#### [Exercise requirements]
Exactly how many lines in this data contain the word "below"? Only the number should be given.

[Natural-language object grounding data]
......

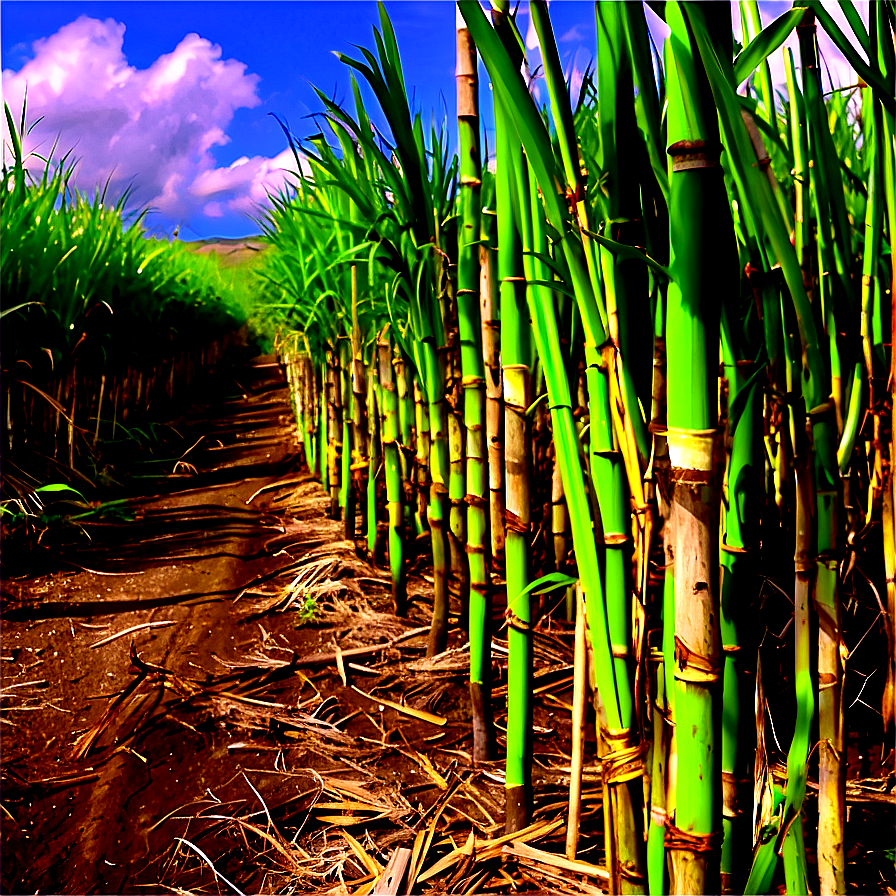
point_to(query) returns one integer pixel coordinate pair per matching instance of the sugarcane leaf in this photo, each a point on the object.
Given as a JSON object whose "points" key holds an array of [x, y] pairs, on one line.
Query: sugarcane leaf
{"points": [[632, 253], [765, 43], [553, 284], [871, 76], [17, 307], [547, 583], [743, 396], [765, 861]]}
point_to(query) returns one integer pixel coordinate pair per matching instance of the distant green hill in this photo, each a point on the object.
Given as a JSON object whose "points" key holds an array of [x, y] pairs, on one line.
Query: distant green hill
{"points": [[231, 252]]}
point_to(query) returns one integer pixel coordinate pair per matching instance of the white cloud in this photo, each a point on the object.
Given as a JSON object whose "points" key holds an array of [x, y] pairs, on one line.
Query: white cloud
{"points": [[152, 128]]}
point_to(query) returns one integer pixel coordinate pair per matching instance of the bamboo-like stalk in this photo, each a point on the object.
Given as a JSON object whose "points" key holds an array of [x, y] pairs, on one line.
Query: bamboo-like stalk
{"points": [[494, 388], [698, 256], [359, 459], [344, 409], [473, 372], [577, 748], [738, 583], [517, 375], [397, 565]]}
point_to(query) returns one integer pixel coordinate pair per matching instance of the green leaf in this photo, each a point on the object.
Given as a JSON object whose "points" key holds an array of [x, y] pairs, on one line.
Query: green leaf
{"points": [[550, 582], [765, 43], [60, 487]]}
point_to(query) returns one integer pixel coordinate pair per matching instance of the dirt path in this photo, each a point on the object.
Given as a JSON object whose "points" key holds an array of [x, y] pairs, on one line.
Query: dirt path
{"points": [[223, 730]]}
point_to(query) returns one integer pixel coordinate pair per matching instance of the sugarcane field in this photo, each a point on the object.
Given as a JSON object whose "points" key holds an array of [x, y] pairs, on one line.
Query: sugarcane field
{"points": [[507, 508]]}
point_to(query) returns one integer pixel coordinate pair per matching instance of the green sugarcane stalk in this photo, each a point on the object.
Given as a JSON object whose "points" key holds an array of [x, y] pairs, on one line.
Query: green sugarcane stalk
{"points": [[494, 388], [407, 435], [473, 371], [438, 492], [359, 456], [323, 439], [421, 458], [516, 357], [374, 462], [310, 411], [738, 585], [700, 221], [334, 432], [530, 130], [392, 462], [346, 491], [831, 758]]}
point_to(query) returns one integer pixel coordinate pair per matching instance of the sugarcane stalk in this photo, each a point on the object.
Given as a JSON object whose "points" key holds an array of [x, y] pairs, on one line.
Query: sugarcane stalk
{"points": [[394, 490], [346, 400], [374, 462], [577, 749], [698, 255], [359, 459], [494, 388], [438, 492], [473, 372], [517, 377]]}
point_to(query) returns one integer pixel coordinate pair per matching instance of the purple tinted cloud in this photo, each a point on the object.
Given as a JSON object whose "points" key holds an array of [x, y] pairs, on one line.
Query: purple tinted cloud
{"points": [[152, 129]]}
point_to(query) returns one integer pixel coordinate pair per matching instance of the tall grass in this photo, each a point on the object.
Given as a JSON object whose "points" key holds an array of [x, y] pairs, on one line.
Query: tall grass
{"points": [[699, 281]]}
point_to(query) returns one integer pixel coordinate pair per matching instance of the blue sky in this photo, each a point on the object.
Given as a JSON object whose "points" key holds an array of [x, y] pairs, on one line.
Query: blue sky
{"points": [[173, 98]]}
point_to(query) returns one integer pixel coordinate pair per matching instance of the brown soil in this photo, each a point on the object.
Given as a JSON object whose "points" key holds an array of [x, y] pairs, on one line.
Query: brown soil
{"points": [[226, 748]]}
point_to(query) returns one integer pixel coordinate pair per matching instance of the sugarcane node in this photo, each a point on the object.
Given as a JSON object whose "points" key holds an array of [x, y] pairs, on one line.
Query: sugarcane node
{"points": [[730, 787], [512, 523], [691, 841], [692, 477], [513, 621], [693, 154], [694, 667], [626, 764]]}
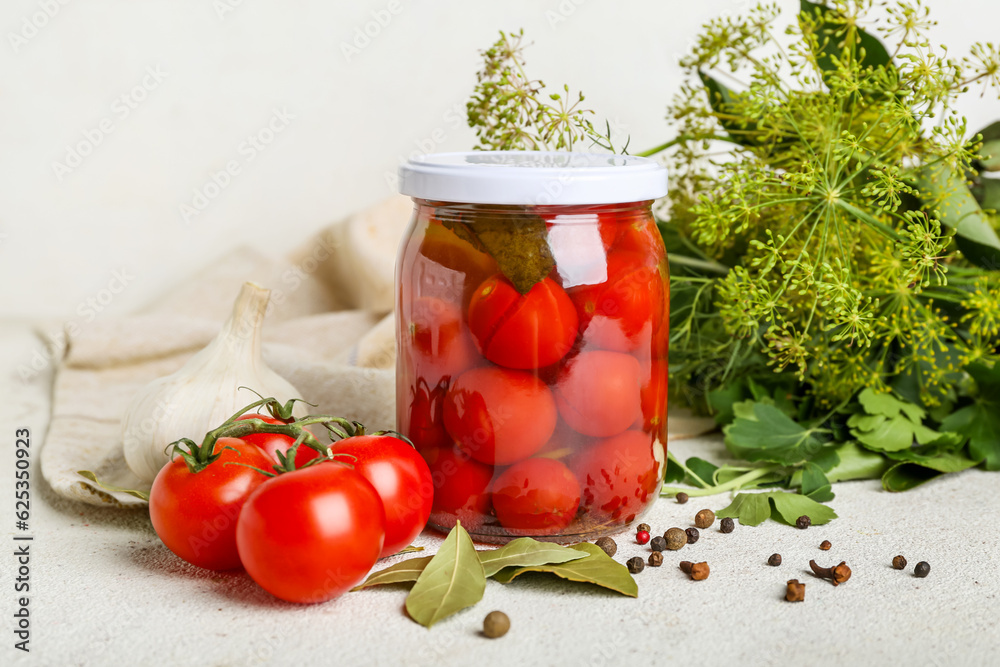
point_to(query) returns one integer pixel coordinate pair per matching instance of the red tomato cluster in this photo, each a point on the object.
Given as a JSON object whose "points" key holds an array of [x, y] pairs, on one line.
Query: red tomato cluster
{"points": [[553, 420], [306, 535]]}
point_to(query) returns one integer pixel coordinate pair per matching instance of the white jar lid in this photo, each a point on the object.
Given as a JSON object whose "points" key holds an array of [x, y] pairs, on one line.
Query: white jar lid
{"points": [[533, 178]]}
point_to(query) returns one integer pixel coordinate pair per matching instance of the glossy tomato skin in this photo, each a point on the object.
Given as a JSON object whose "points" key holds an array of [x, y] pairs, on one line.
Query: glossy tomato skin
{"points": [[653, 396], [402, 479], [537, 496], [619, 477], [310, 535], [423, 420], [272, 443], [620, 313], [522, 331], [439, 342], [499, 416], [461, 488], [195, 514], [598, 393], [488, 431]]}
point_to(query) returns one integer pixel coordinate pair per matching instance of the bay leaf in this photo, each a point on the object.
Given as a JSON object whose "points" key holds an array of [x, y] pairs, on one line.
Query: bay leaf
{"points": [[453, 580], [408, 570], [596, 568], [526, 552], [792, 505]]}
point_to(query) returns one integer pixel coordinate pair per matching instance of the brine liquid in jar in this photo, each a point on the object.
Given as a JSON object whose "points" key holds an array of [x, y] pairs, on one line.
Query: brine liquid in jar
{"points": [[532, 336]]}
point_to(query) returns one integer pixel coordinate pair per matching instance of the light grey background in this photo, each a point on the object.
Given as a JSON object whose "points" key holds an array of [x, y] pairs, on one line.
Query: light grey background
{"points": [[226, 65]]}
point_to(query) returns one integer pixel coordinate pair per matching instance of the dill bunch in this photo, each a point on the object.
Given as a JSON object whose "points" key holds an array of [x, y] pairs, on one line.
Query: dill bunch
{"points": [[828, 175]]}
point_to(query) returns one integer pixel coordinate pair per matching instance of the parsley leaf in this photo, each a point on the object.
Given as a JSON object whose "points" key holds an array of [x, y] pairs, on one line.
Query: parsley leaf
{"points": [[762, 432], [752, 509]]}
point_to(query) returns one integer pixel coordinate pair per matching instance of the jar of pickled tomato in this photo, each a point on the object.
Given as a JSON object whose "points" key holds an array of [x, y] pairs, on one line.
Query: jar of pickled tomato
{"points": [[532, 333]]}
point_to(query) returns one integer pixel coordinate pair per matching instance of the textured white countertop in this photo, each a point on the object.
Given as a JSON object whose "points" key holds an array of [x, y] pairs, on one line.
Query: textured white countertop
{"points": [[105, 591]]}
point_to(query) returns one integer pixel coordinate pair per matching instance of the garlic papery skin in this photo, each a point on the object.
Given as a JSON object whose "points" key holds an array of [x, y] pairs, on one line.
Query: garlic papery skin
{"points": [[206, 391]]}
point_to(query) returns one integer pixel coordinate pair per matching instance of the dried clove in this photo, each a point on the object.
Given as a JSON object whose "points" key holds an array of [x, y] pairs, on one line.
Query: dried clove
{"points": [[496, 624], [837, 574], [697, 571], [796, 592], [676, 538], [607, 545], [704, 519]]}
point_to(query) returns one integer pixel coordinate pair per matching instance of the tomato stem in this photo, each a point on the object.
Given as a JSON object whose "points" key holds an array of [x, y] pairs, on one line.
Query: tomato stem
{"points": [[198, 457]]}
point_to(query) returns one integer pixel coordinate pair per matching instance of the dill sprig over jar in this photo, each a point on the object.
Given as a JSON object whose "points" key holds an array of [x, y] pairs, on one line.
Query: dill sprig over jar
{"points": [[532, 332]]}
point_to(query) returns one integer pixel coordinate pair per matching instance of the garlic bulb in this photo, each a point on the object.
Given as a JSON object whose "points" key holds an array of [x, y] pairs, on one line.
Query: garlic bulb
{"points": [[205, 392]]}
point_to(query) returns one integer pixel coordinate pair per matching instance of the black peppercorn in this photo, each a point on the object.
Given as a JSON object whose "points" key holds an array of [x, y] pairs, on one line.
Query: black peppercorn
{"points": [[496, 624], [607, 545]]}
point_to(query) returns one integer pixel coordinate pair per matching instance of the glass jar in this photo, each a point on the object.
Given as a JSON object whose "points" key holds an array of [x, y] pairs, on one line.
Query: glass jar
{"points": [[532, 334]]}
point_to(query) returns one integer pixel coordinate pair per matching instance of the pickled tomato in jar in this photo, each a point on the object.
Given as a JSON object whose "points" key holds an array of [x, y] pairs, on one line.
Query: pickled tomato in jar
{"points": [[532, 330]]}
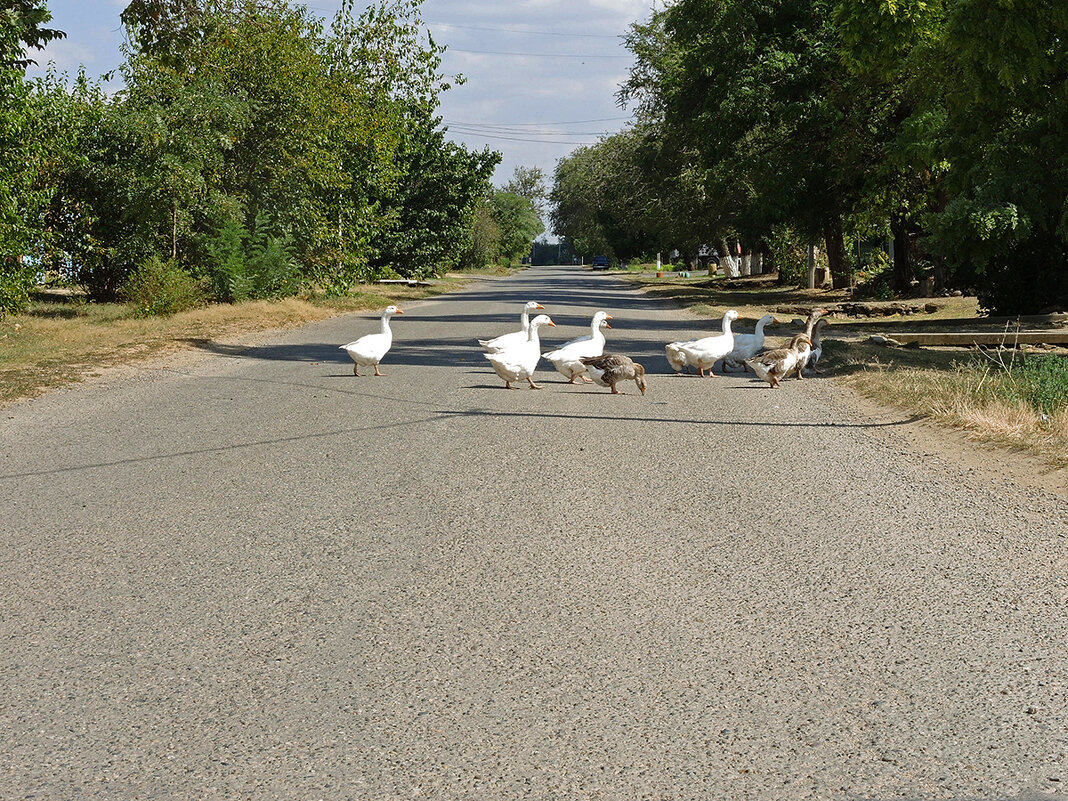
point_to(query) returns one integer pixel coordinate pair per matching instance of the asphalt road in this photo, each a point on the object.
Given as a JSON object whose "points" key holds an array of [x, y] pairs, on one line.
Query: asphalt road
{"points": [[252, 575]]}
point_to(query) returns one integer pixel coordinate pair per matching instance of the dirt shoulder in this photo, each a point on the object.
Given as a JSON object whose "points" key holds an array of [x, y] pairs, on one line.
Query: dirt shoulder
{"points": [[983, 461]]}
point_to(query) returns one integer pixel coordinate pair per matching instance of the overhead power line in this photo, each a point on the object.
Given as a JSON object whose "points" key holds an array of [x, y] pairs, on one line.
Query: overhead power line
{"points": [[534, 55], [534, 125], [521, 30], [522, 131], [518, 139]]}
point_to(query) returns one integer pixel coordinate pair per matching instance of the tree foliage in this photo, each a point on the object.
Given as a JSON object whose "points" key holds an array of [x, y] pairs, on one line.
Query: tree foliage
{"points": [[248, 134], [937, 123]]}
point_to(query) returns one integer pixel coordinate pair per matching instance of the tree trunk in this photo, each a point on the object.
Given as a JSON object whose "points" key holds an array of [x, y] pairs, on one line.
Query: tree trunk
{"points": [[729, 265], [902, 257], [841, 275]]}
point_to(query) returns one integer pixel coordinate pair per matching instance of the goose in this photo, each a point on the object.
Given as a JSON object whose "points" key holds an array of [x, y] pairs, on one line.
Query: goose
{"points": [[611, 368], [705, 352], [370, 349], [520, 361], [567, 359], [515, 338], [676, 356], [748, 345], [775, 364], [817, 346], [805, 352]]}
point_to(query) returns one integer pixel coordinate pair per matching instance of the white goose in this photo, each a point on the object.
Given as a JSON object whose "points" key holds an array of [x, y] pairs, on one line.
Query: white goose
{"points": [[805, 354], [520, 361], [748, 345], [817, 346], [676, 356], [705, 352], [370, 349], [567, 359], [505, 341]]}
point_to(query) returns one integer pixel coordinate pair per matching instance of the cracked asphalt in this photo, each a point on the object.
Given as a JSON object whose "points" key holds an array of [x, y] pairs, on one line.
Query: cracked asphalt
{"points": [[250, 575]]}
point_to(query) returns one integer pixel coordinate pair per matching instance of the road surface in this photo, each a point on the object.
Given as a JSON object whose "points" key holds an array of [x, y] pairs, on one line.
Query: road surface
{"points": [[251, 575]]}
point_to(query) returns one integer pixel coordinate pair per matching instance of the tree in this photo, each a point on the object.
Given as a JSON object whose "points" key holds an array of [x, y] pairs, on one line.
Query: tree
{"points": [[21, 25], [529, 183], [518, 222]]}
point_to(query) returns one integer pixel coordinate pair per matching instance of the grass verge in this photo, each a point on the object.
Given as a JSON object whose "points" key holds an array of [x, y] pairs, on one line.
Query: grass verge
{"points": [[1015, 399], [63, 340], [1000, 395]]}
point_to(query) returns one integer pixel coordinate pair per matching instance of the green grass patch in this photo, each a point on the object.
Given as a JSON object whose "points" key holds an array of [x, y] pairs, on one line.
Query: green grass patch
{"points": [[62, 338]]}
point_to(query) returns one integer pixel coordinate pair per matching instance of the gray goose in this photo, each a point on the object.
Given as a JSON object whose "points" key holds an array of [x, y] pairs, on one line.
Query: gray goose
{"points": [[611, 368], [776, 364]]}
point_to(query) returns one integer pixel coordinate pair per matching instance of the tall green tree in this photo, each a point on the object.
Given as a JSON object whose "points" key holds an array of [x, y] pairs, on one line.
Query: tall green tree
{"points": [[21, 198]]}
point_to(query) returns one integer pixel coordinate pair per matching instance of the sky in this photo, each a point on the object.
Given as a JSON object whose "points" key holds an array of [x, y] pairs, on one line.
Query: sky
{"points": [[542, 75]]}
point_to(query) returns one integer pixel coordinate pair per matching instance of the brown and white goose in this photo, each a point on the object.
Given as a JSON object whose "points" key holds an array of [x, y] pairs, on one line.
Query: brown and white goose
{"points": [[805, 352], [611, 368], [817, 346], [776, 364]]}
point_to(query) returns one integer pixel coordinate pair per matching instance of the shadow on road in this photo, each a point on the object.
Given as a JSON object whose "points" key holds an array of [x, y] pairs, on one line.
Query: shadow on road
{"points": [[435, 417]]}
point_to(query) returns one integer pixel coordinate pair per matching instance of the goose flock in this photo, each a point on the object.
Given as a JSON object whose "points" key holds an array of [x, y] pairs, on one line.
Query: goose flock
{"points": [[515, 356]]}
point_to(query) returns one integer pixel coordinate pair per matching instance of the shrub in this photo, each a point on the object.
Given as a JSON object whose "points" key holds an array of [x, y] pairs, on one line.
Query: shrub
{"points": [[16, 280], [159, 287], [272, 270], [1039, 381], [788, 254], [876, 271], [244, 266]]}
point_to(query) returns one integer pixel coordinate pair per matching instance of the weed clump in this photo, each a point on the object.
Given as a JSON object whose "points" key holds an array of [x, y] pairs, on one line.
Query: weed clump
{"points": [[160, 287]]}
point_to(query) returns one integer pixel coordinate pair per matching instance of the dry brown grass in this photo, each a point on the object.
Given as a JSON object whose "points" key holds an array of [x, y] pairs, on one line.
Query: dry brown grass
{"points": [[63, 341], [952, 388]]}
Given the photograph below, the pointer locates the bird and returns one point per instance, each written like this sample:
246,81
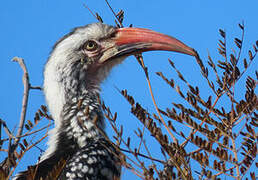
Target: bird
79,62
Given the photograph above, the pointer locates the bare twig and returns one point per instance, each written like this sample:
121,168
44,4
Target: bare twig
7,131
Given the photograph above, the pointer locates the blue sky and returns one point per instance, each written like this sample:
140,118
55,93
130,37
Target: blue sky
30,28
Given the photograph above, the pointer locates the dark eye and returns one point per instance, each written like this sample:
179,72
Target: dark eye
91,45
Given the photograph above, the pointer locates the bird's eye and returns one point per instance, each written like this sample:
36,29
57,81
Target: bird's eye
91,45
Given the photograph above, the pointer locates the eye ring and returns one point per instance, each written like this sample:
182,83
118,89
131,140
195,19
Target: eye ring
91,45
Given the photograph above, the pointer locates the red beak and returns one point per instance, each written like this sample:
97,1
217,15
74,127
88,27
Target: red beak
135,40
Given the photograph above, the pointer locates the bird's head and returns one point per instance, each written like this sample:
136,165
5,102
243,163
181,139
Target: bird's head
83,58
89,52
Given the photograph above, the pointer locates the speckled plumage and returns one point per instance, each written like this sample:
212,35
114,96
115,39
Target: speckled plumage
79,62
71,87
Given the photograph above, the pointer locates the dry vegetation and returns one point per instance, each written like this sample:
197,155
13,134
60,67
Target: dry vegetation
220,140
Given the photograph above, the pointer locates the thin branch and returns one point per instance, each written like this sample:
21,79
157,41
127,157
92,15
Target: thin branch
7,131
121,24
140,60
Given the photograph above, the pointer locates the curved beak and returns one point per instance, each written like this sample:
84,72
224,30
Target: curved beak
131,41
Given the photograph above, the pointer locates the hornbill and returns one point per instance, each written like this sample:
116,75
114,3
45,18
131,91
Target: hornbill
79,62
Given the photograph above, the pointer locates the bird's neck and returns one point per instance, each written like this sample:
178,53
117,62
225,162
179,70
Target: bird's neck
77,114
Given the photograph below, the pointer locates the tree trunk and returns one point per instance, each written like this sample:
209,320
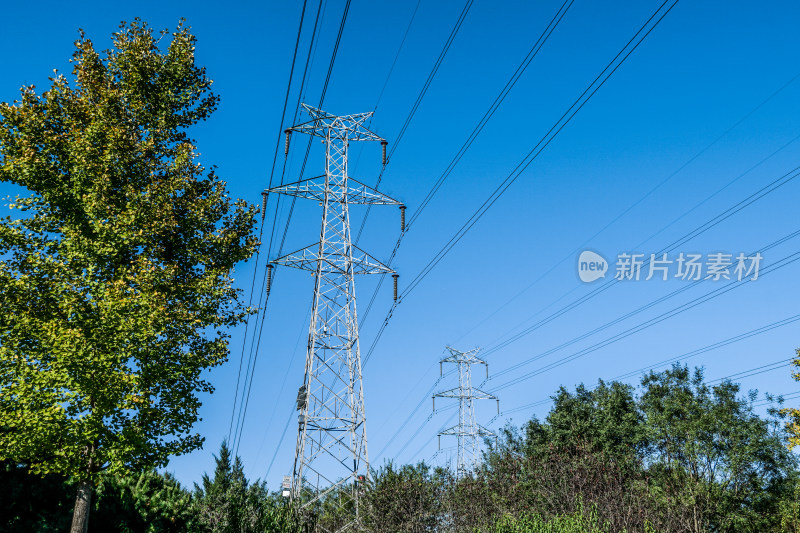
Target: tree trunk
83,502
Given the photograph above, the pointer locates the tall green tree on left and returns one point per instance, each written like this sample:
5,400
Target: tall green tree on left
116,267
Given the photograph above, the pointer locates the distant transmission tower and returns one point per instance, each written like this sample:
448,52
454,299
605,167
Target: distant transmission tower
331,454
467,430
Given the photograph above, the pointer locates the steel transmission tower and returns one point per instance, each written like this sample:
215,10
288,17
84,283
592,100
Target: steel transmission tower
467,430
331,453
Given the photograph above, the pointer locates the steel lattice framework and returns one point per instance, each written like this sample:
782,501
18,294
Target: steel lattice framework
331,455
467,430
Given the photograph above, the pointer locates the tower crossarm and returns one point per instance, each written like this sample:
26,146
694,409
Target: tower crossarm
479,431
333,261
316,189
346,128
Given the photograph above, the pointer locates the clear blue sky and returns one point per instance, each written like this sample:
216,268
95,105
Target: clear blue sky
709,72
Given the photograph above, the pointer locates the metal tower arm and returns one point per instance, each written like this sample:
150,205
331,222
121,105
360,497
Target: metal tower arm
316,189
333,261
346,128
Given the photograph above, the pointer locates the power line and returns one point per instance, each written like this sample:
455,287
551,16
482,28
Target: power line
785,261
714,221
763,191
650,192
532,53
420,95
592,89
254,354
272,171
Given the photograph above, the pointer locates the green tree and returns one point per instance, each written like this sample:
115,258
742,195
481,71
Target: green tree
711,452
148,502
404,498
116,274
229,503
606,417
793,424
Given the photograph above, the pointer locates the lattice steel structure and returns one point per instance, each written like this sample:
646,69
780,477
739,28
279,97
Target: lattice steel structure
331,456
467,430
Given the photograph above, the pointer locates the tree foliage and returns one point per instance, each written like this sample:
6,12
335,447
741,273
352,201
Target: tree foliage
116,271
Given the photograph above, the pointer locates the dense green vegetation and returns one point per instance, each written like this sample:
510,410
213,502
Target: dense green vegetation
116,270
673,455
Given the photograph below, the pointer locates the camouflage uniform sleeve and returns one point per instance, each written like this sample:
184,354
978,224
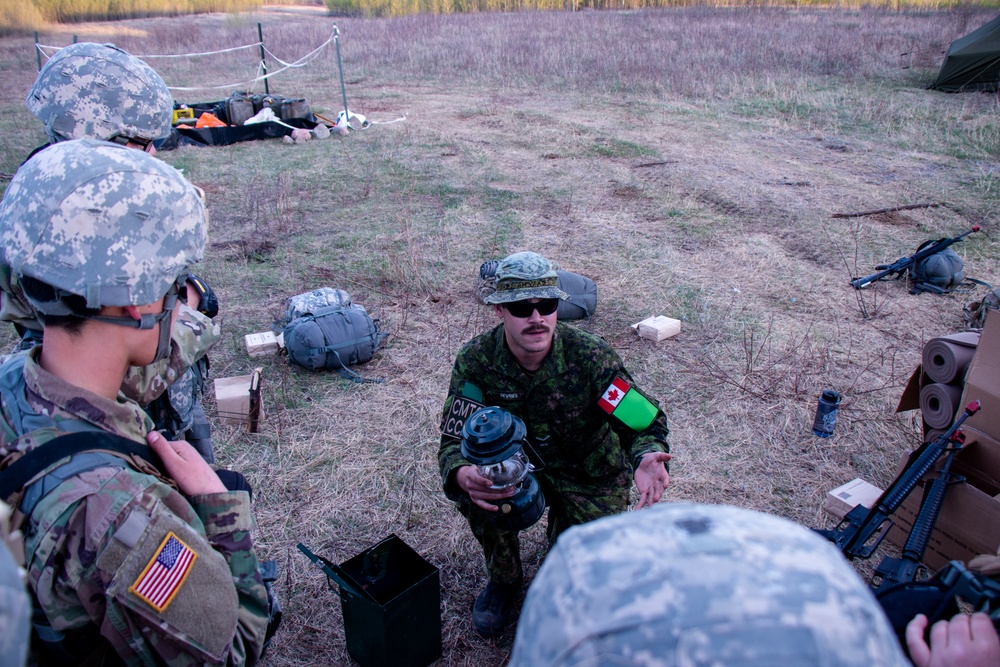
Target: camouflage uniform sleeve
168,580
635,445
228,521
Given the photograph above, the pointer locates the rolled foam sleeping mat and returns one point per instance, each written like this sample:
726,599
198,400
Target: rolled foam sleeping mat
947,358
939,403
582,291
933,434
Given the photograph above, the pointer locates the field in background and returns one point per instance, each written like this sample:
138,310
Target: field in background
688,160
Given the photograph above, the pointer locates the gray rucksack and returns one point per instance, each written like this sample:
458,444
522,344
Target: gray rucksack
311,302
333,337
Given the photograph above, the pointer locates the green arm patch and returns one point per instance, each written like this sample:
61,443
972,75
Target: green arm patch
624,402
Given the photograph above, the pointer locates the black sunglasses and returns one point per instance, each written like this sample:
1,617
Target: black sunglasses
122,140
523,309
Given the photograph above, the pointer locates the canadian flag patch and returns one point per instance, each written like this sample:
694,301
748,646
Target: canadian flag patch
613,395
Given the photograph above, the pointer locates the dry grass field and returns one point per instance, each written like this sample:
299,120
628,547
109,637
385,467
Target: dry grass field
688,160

......

#### [Result]
3